> _Exercise requirements_:
**A.** From the Apostrophe documentation excerpt, copy out the passage between "apos.pages also provides" and "pass as parentPage.", inclusive.
**B.** Write the next part of the Apostrophe documentation excerpt, starting after its final sentence.

> _Extract_:
[Start of Attachment]

You can even pass an object to each of these filters, in which case it is used to invoke filters on the cursor used to get the ancestors or children.

apos.pages also provides an insert method, which takes additional arguments to add the page to the page tree:

var child = apos.pages.newChild(parentPage);
child.title = 'something nifty';
return apos.pages.insert(req, parentPage, newPage, function(err) { ... }

You should fetch the parent of the page first, to pass as parentPage.

# Fetching mixed doc types

Sometimes we're interested in many types of docs, both pieces and pages. We still want Apostrophe's permissions features, but we don't want to be locked down to one type of piece, or to just pages. The apostrophe-search module is a good example. It works like this:

return self.apos.docs.find(req).search('blue').toArray(function(err, docs) {
  ...
});

When you call docs.find in this way, pieces won't have a ._url property. For that you need to use the find method of the appropriate module.

[End of Attachment]

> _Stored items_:
[Start of Attachment]

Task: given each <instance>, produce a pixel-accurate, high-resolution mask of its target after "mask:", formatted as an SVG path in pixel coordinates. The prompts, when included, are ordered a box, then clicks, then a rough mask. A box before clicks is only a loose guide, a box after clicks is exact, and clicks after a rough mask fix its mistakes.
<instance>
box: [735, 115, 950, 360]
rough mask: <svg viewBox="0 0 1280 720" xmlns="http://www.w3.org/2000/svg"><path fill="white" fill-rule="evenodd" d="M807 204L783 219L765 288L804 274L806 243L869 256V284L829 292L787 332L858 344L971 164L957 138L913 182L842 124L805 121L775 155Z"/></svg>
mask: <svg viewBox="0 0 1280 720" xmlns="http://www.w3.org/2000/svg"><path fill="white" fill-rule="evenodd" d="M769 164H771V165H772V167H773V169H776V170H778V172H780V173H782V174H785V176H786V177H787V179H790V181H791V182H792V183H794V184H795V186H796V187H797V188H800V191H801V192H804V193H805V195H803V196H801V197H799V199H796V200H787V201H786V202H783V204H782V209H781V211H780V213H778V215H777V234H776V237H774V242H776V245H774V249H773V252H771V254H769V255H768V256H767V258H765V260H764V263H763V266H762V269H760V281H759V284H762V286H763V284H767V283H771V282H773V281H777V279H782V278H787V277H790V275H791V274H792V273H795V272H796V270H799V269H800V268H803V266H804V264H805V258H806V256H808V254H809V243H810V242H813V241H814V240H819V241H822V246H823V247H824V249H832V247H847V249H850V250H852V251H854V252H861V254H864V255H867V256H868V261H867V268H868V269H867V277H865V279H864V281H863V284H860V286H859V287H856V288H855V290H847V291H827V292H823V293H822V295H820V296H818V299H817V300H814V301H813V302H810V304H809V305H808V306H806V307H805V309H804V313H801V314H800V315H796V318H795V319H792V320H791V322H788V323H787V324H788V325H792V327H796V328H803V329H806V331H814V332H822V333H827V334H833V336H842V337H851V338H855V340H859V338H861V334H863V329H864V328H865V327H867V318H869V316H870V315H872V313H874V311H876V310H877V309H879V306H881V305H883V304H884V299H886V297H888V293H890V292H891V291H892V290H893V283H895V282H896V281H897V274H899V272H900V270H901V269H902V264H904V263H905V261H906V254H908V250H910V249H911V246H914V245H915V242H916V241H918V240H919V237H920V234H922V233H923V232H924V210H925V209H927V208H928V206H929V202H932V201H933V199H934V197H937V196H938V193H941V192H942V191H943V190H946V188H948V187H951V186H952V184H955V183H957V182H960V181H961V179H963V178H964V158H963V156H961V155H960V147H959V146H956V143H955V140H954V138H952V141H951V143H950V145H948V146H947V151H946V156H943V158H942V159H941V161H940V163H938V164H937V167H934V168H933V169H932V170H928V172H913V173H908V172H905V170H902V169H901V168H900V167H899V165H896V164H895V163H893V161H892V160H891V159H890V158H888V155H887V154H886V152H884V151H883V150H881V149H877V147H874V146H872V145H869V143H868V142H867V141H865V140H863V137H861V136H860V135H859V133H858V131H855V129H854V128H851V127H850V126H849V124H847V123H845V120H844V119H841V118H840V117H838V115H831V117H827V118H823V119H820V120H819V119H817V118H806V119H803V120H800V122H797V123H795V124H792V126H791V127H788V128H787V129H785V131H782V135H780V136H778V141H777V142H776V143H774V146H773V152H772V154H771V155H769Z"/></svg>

[End of Attachment]

> _Task-by-task outputs_:
**A.**
apos.pages also provides an insert method, which takes additional arguments to add the page to the page tree:

var child = apos.pages.newChild(parentPage);
child.title = 'something nifty';
return apos.pages.insert(req, parentPage, newPage, function(err) { ... }

You should fetch the parent of the page first, to pass as parentPage.

**B.**
The docs module also has insert and update methods. These work just like the insert and update methods of pieces, but they won't invoke the beforeInsert, etc. methods of pieces. So use the method of the appropriate module unless you're bypassing this intentionally.

# skip, limit, page and perPage: paginating results

If you just call toArray, you can get a lot of data. A lot. Especially if there are thousands of, for instance, blog posts. Fetching it all every time is not scalable.

You can use skip and limit like you would with raw MongoDB:

return self.find(req).skip(100).limit(10).toArray(function(err, pages) { ... })

And you can use toCount to figure out how many documents there are in total:

return self.find(req).toCount(function(err, count) { ... })

But, consider using the built-in perPage and page filters, which are simpler:

return self.find(req).perPage(10).page(11).toArray(function(err, pages) { ... })

Tip: the apostrophe-pieces-pages module uses all this stuff, and it's pretty easy to follow. Check out the source code. And consider whether you should just be using it to display your pieces. It's pretty flexible and extensible.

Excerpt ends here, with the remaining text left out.